The Bengal health department is gearing to crack down on government doctors who work without permission at private healthcare units, or lure patients from state-run hospitals to private facilities by citing the Swasthya Sathi scheme.
In an advisory on Wednesday, the health department told each private hospital and nursing home to submit a copy of the no-objection certificate issued by the government to each government doctor working there.
The private health facilities will also have to provide certain details about each such doctor so that the health department can keep track of which doctor is treating patients under Swasthya Sathi at which private facility.
“Clinical establishment(s) can engage government doctors who are in practising post and not drawing non-practising allowance after fulfilling the conditions as stipulated in clause 6 of Chapter II of the West Bengal Clinical Establishments (Registration, Regulation and Transparency) Rules, 2017,” says the advisory, signed by Siddhartha Niyogi, state director of health services.
The 2017 rules say: “No clinical establishment shall engage or empanel any person already engaged by the Government of West Bengal, or allow such person to render any healthcare service who is yet to obtain an express permission in the form of a ‘no-objection certificate’ from the government.”
The advisory says: “Accordingly, it is hereby advised that the clinical establishment shall submit the copy of such No Objection Certificate (NOC) along with the application and shall display the detailed information regarding name, government designation, hours of availability at that clinical establishment of such persons. Any non-compliance with the same may be treated as violation of the West Bengal Clinical Establishments Act 2017 and action may be taken as appropriate.”
A senior health department official said: “It’s because of malpractices by some government doctors that we issued the advisory.”
The health department has learnt that many government doctors — including some who have not secured the NOC and therefore receive a non-practising allowance — are advising patients to get surgeries and other procedures done under the Swasthya Sathi scheme at smaller private healthcare units.
“There’s a rise in Swasthya Sathi claims but a fall in the number of surgeries and procedures done at government hospitals,” the official said.
More than 41 lakh hospital admissions had taken place under the beneficiary scheme between its launch in December 2016 and October 31 this year, according to the health department.
“During audits, it has been revealed that many claims under the Swasthya Sathi scheme are false, or that the bills have been inflated. These are mostly detected at the smaller nursing homes in Calcutta and the districts,” the health official said.
“So, the state government is bleeding — on the one hand it pays the doctor’s salary and perks, on the other it has to reimburse private facilities where the doctor gets the patient admitted under Swasthya Sathi.”
An official at a state-run medical college in Calcutta said the authorities often receive complaints about absenteeism by doctors assigned outpatient duty, the presumption being some of them might be treating patients at a private facility.

▸ Task: Who signed the advisory described in the article about the Bengal health department?

▸ The data:
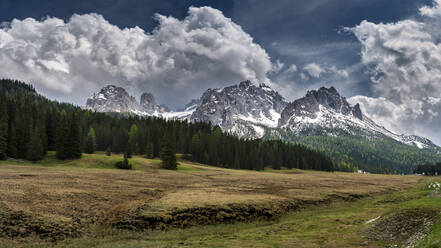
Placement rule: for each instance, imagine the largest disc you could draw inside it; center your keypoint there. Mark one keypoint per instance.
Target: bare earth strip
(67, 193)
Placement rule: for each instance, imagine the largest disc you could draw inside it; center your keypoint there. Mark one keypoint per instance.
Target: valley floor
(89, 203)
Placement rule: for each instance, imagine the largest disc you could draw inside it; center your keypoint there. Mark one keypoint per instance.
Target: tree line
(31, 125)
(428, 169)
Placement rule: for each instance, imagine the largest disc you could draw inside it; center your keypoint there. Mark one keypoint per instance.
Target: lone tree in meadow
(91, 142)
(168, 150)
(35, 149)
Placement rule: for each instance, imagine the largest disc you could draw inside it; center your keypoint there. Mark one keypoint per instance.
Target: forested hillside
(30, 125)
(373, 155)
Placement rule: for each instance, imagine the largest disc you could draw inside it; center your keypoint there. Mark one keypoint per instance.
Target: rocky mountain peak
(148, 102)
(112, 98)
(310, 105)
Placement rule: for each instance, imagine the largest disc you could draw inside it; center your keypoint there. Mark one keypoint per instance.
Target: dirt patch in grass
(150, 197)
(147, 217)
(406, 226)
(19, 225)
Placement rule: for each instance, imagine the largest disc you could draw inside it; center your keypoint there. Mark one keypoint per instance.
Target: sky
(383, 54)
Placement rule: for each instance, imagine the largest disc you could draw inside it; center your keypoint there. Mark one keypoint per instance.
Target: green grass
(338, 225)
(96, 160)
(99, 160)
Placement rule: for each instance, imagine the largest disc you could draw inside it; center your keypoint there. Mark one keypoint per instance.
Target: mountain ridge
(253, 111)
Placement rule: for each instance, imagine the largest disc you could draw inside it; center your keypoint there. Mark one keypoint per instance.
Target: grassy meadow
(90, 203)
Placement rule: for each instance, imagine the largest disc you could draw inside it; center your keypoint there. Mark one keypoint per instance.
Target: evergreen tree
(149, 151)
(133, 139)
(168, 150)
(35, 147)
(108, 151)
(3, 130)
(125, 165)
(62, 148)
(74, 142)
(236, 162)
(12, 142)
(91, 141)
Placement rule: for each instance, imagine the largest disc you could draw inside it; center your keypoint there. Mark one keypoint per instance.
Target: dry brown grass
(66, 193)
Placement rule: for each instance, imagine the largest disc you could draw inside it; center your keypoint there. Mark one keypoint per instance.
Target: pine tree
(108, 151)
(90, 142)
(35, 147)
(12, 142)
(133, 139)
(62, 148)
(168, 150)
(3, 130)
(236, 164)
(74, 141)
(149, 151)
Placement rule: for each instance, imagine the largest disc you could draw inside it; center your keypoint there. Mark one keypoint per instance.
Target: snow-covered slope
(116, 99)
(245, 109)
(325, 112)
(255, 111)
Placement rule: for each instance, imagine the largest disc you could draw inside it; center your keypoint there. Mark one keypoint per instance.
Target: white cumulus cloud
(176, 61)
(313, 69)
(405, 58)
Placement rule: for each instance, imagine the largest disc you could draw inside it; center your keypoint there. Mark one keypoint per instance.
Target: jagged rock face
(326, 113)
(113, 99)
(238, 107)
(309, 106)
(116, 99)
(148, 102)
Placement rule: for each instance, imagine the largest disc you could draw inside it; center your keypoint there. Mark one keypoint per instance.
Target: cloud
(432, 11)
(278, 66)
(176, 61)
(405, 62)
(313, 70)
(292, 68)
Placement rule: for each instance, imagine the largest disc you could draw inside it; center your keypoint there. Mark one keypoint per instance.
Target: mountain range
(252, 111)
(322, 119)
...
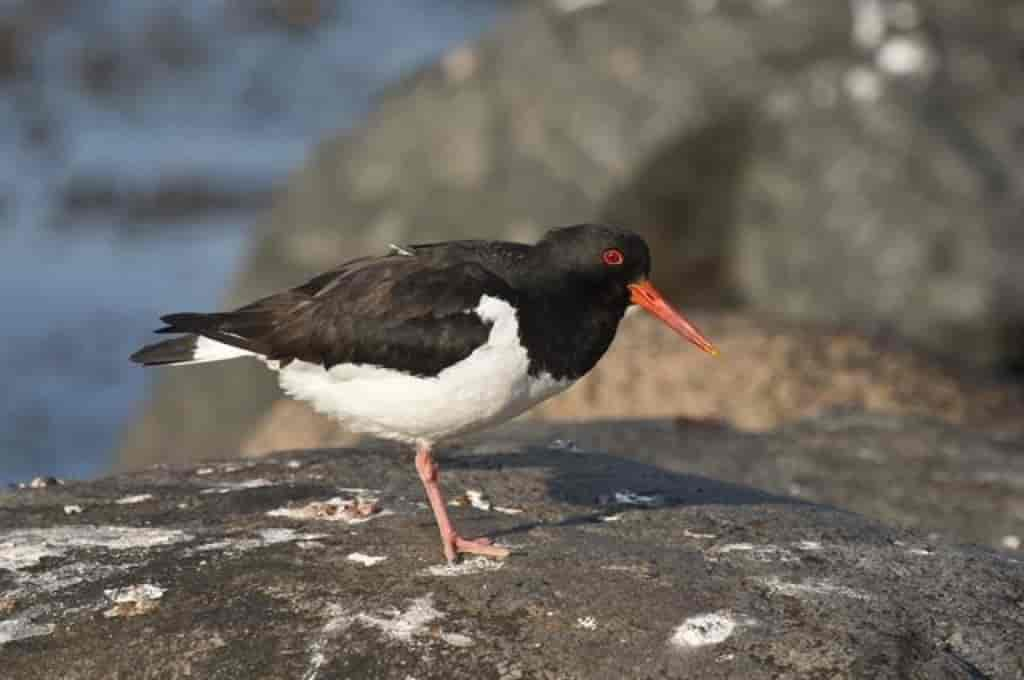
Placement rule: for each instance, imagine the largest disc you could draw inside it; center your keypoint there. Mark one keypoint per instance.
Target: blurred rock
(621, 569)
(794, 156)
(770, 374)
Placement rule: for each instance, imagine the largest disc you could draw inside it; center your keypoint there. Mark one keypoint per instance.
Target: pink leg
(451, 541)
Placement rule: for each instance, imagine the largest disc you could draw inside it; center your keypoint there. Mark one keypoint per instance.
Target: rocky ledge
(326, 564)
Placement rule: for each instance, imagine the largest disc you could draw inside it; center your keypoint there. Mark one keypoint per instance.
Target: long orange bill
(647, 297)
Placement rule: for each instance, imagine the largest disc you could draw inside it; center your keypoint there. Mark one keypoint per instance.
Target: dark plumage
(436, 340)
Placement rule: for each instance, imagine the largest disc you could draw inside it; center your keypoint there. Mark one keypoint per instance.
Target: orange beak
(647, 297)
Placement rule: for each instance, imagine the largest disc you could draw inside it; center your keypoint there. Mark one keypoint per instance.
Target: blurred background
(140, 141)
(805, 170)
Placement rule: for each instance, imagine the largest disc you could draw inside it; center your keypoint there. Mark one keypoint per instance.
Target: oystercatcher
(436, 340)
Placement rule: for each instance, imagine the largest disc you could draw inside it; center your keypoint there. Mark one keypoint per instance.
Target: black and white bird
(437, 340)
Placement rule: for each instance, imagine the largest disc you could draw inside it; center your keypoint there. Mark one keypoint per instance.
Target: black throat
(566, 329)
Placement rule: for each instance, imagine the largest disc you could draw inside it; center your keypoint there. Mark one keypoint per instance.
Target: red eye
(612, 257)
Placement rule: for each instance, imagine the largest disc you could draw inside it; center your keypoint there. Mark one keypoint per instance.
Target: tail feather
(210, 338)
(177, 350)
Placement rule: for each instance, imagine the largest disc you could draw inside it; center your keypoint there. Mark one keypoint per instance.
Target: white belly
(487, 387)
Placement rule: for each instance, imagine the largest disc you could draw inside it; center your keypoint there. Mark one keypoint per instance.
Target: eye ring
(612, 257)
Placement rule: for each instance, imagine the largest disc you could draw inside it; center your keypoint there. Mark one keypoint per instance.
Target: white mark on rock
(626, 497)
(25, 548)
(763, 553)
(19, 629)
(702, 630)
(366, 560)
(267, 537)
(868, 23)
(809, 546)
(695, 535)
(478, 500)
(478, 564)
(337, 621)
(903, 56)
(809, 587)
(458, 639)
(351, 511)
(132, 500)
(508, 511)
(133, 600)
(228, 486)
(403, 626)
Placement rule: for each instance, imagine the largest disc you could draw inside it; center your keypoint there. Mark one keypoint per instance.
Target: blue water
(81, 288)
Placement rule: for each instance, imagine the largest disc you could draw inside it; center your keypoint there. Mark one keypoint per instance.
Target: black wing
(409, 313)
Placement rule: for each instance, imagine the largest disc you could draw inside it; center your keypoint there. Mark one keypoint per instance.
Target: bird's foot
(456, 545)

▸ Solved exercise: Siddhartha Niyogi, the state director of health services.